**DATASET EXCERPTS**
━━━━━━━━━━━━━━━━

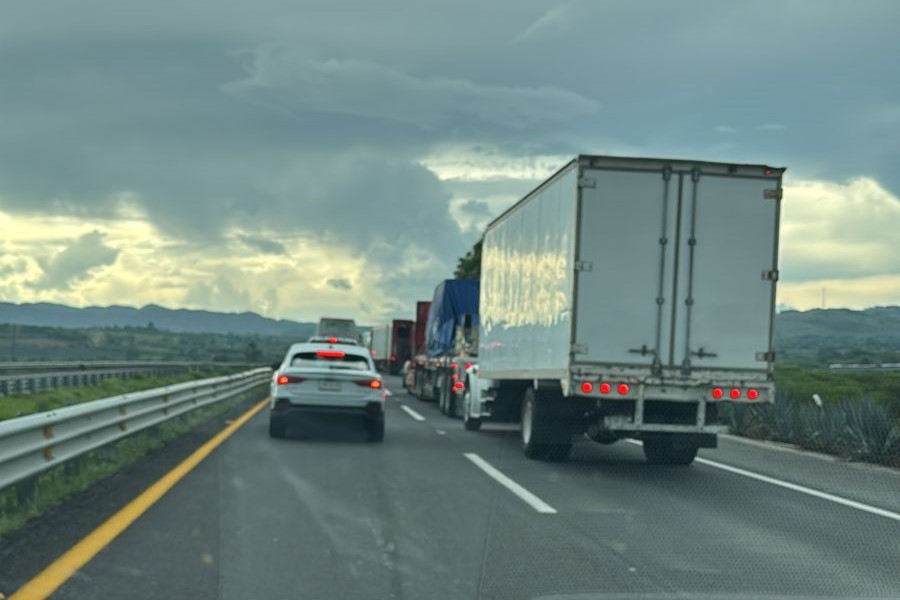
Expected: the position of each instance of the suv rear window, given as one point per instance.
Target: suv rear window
(347, 361)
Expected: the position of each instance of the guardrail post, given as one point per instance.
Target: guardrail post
(27, 491)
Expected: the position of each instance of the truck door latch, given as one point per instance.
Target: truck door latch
(643, 350)
(701, 353)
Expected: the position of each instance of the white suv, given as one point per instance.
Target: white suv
(327, 378)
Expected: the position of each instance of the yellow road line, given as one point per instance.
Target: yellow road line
(59, 571)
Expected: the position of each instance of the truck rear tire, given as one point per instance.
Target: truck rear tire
(544, 432)
(664, 452)
(470, 423)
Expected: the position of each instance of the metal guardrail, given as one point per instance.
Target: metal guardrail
(35, 443)
(29, 378)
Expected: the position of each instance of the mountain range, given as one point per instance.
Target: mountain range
(180, 319)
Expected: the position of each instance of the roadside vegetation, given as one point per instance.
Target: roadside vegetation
(18, 405)
(26, 500)
(858, 417)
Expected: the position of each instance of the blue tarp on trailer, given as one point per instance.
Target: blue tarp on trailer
(453, 299)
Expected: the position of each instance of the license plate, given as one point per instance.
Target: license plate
(330, 386)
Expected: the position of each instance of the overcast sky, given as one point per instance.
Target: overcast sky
(301, 158)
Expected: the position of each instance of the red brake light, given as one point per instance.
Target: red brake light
(375, 384)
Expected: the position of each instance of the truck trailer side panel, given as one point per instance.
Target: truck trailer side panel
(526, 284)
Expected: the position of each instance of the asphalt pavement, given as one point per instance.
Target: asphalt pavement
(424, 515)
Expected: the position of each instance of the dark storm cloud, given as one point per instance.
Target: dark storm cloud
(75, 261)
(294, 118)
(339, 283)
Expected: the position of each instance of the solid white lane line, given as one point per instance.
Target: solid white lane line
(526, 496)
(796, 488)
(412, 413)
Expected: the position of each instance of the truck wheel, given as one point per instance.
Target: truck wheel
(663, 452)
(546, 432)
(470, 423)
(276, 429)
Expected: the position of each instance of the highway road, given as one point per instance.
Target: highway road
(425, 516)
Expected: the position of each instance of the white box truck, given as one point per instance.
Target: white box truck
(629, 298)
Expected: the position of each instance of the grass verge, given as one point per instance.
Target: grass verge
(17, 405)
(26, 500)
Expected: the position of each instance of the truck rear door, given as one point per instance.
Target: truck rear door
(675, 267)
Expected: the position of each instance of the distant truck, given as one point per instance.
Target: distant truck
(391, 345)
(629, 298)
(419, 358)
(451, 344)
(332, 327)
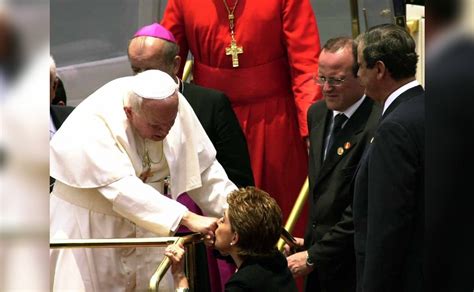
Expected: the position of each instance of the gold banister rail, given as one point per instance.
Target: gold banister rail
(166, 262)
(190, 239)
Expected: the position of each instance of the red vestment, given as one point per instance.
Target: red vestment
(272, 88)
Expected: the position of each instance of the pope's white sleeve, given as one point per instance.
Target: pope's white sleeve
(212, 196)
(144, 205)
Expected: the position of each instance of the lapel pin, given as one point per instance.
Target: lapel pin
(347, 145)
(340, 151)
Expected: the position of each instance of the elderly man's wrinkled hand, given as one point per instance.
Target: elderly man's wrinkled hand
(197, 223)
(297, 264)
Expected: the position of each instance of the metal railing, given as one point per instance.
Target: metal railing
(188, 241)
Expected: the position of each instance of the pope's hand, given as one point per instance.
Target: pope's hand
(297, 264)
(287, 250)
(176, 254)
(197, 223)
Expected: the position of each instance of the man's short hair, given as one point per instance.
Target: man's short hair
(392, 45)
(52, 69)
(257, 219)
(335, 44)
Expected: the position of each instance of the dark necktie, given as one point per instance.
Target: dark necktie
(339, 120)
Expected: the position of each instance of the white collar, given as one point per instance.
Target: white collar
(397, 93)
(350, 110)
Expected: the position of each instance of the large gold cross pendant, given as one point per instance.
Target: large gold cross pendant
(234, 50)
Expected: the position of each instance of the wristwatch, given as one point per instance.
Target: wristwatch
(309, 261)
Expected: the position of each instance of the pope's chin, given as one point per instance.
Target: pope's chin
(157, 138)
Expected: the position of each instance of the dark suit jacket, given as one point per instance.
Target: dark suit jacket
(215, 113)
(265, 274)
(449, 240)
(388, 200)
(329, 232)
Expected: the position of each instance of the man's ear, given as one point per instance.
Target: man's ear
(128, 112)
(381, 70)
(176, 64)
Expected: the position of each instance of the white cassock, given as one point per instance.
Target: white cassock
(97, 159)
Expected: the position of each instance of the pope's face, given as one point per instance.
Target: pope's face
(338, 66)
(367, 76)
(155, 118)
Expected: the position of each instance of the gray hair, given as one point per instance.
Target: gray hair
(392, 45)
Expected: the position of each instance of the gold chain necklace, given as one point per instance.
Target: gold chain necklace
(233, 50)
(147, 161)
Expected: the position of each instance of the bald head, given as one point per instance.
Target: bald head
(152, 118)
(145, 53)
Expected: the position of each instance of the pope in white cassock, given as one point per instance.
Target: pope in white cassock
(109, 159)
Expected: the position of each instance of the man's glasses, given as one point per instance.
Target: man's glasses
(331, 81)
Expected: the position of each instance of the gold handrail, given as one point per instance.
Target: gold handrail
(138, 242)
(295, 212)
(113, 242)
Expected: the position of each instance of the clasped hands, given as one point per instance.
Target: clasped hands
(297, 261)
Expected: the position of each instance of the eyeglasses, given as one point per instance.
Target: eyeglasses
(331, 81)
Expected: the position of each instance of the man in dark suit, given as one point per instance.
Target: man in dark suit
(157, 50)
(449, 252)
(389, 184)
(328, 259)
(154, 47)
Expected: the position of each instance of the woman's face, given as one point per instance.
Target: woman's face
(224, 235)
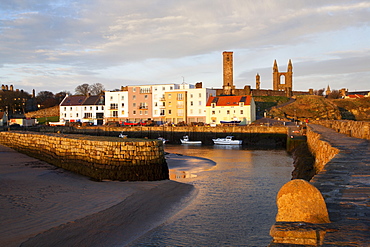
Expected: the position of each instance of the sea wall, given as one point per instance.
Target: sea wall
(96, 157)
(358, 129)
(320, 149)
(253, 136)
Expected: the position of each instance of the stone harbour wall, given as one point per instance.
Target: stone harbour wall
(322, 150)
(99, 158)
(357, 129)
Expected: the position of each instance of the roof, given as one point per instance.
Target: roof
(73, 100)
(94, 100)
(229, 100)
(355, 96)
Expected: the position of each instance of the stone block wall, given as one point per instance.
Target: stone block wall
(320, 149)
(357, 129)
(96, 157)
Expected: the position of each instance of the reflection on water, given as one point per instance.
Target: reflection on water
(236, 201)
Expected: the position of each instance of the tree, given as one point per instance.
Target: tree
(61, 95)
(96, 89)
(45, 99)
(83, 89)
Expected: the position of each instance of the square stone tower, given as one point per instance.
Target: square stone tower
(228, 85)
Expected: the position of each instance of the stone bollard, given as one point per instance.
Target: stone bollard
(301, 214)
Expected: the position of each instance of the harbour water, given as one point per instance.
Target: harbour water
(235, 205)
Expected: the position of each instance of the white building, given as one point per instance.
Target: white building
(116, 106)
(196, 103)
(231, 108)
(84, 109)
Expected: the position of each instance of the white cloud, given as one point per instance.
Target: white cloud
(160, 41)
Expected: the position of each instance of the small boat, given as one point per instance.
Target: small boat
(162, 139)
(122, 135)
(231, 122)
(227, 141)
(185, 140)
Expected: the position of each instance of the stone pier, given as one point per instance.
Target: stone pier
(97, 157)
(343, 178)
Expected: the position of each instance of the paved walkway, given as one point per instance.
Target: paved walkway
(345, 185)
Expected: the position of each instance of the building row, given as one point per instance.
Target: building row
(164, 103)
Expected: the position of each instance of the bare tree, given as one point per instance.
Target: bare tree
(83, 89)
(96, 89)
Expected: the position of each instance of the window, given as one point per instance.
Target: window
(88, 115)
(113, 106)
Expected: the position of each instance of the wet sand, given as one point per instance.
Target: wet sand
(41, 205)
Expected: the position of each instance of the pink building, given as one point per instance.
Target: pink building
(140, 103)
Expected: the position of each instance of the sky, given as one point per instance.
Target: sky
(57, 45)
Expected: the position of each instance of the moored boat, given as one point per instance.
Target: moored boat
(227, 141)
(185, 140)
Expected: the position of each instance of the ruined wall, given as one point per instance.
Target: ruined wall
(96, 157)
(357, 129)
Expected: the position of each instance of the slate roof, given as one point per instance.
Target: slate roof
(75, 100)
(229, 100)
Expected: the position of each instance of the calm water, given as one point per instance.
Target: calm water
(235, 205)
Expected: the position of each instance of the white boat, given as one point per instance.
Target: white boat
(185, 140)
(227, 141)
(162, 139)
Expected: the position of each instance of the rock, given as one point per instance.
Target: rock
(299, 201)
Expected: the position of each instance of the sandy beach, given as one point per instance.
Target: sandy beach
(42, 205)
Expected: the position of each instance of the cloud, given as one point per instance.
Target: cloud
(160, 40)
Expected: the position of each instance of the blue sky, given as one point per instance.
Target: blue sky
(58, 45)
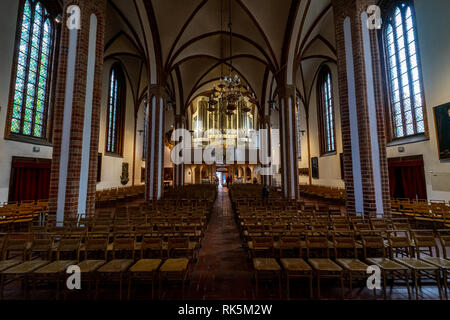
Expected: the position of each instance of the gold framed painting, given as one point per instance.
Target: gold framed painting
(442, 122)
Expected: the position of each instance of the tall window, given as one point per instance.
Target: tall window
(116, 111)
(326, 111)
(30, 96)
(403, 68)
(144, 147)
(299, 132)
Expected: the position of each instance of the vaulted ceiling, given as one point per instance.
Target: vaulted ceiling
(190, 41)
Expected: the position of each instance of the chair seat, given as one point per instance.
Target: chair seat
(88, 266)
(146, 265)
(26, 267)
(56, 267)
(266, 264)
(175, 265)
(355, 265)
(439, 262)
(324, 265)
(386, 264)
(116, 266)
(295, 265)
(416, 264)
(4, 265)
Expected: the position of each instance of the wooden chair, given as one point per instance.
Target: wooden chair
(354, 268)
(418, 267)
(266, 266)
(144, 270)
(426, 240)
(261, 245)
(113, 270)
(373, 242)
(323, 267)
(68, 246)
(152, 245)
(15, 243)
(295, 268)
(123, 243)
(289, 243)
(41, 246)
(21, 272)
(97, 243)
(53, 272)
(183, 245)
(174, 270)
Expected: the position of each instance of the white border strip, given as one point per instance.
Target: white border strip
(87, 127)
(373, 123)
(152, 150)
(356, 159)
(291, 146)
(283, 147)
(66, 126)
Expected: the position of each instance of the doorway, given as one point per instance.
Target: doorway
(407, 178)
(30, 179)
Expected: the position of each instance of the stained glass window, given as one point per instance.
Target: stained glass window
(299, 132)
(406, 92)
(115, 117)
(326, 111)
(31, 83)
(144, 145)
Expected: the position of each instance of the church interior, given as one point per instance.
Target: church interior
(224, 150)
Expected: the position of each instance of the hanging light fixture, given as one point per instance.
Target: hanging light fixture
(231, 93)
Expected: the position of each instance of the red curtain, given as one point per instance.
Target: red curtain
(31, 181)
(412, 178)
(392, 180)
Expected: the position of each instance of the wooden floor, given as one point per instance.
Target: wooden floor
(224, 272)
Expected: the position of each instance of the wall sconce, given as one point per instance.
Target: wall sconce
(58, 19)
(272, 104)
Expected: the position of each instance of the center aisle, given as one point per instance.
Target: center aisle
(222, 271)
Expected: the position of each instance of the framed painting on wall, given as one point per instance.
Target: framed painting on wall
(442, 121)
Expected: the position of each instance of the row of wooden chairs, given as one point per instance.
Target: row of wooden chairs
(324, 192)
(402, 263)
(98, 268)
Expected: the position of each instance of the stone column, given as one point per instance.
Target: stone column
(154, 162)
(363, 131)
(288, 134)
(77, 110)
(179, 170)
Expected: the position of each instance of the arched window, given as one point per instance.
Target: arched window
(32, 71)
(299, 131)
(403, 72)
(326, 111)
(116, 111)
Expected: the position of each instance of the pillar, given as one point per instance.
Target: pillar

━━━━━━━━━━━━━━━━

Scan the records above for the word "pillar" and return every line where it occurs.

Expected: the position of each instance of the pillar, given as one point per instance.
Target: pillar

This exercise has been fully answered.